■ **Records for the exercise**:

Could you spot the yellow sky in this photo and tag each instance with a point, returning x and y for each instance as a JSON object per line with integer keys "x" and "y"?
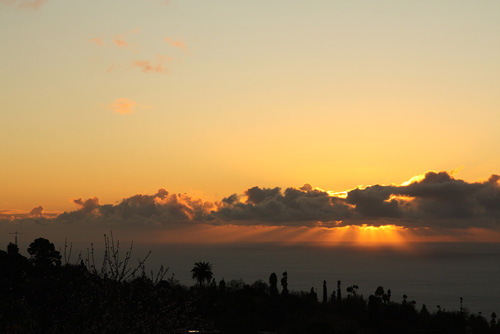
{"x": 212, "y": 98}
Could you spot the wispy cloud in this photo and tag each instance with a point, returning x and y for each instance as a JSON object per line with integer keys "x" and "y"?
{"x": 37, "y": 212}
{"x": 120, "y": 42}
{"x": 179, "y": 43}
{"x": 98, "y": 41}
{"x": 156, "y": 66}
{"x": 122, "y": 106}
{"x": 24, "y": 4}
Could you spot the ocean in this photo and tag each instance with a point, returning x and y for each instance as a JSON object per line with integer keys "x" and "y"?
{"x": 429, "y": 273}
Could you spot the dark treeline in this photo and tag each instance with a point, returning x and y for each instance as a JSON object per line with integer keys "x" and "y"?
{"x": 44, "y": 293}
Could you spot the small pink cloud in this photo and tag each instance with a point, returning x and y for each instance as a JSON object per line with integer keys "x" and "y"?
{"x": 157, "y": 66}
{"x": 25, "y": 4}
{"x": 98, "y": 41}
{"x": 176, "y": 43}
{"x": 122, "y": 106}
{"x": 120, "y": 42}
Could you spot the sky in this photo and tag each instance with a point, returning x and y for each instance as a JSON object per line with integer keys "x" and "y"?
{"x": 106, "y": 102}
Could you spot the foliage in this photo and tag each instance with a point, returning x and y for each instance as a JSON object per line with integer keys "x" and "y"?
{"x": 40, "y": 295}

■ **Stated task**:
Please revise the listing above, replacing "spot" with "locate" throughout and keeping everything else unchanged. Leave the pictures out of your answer.

■ **Complete answer**:
Could you locate the yellow sky in this photo and tag each instance with a point, returning x and y for each instance as a JSON object per line with integer keys "x" and "y"?
{"x": 212, "y": 98}
Could you locate the wispy cloud in this photo and tag each instance with a point, returning x and y for each instance as a JSON object per line with integer keys "x" and "y"?
{"x": 37, "y": 212}
{"x": 120, "y": 42}
{"x": 179, "y": 43}
{"x": 98, "y": 41}
{"x": 156, "y": 66}
{"x": 122, "y": 106}
{"x": 24, "y": 4}
Could you locate the ocean in this photo and tag each instance with a point, returning x and y for each instance as a JSON object per line with integer keys "x" and "y"?
{"x": 429, "y": 273}
Could you locate the dark treeline in this photo and tag each instance with a point, returning x and y for each instance as a JSON object per line with integer keys "x" and "y"?
{"x": 44, "y": 293}
Could you locate the small pink cloud in this photo and tag each instance with a point, returning x and y for each instance as a JSON object per line with integer keys "x" and "y"?
{"x": 157, "y": 66}
{"x": 25, "y": 4}
{"x": 98, "y": 41}
{"x": 176, "y": 43}
{"x": 122, "y": 106}
{"x": 120, "y": 42}
Could you locate the sky in this photo and tag each instance with a point, returning x and y for each instance as a JSON object per line with integer keys "x" and "y"?
{"x": 106, "y": 102}
Could you locate the foliage in this photo and tag each instance with a point, returning x and y for each instance as a JSON object per line with integer keys "x" and "y"?
{"x": 40, "y": 295}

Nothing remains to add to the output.